### WORK REQUIRED
Please read the family interview about Ryan and state how many sons he had.

### PASSAGE FOR REVIEW
= = = =
Melonie Jones (sister): We were there for three hours and I have worked trauma before and I saw the indicators when they put us in the room. I felt like he was ok, not realizing that feeling was him letting us know he was at peace and he was gone.
What does RJ mean to you?
Michele Drumgole (sister): He was my little brother; he was a good guy and he loved us all. It’s just real emotional and as siblings we don’t always do right, but he knew I loved him.
Dr. Alexis Jones (sister): He was our spiritual leader. He led the prayer at dinner.
Deloris Jones (mother): Our family was very close we get together for every birthday. Ryan started to make enough money to buy the cakes. When he started to make more money he would buy us cards with money in them even when it wasn’t anyone’s birthday.
What are you feeling now?
Deloris Jones (mother): I’m feeling angry. I’m feeling hopeful that we can do something about this so that the rest of our kids can live in this society today. I’m feeling really hurt because there is a hole. When we get together now I always ask myself where the rest of my kids are. I know we lost Ryan but it feels like I lost a lot of kids. I’m sad that he is out there in the dirt and I know that’s where people get buried, but I don’t want him down there underneath that dirt.
Michele Drumgole (sister): I feel just like my mother does but mostly I feel cheated, they stole my brothers life and they can’t give it back. He doesn’t get to see his kids off at prom or when they get married. Our family is cheated. His children are cheated.
Alexis Jones (sister): I’m super sad for his kids. He has 2 sons. He would do anything for them. He was a great dad and he loved his kids. I saw them this weekend and my nephew was visibly upset after seeing all of the pictures of his father at my moms house.
Who do you blame for this?
Deloris Jones (mother): I blame the people who shot him and I feel like my sister should have called the police earlier that day because of what happened to her. I feel like if she would have called the police that would not have happened to Ryan.
= = = =
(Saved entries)
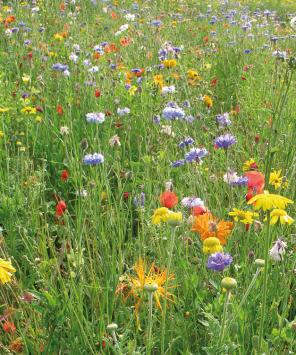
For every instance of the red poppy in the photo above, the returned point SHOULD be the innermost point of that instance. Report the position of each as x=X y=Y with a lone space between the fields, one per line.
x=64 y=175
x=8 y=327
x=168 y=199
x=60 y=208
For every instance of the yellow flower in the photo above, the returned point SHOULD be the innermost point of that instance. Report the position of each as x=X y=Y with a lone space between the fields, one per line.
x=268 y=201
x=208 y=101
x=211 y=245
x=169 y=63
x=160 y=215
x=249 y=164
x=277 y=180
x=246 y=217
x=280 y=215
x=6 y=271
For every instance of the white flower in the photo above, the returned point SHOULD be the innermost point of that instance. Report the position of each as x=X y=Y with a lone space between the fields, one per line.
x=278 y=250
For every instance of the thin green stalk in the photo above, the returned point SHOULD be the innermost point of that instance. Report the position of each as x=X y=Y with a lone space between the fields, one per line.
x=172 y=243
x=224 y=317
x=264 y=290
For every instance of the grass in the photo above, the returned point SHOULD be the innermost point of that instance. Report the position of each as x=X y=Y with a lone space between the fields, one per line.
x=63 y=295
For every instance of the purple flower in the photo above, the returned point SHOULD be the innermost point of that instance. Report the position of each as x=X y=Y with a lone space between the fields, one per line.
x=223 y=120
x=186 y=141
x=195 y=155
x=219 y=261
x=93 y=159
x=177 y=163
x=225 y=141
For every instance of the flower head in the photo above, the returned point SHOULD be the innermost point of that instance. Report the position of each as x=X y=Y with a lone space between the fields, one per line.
= = = =
### OUTPUT OF THE EXERCISE
He had two sons.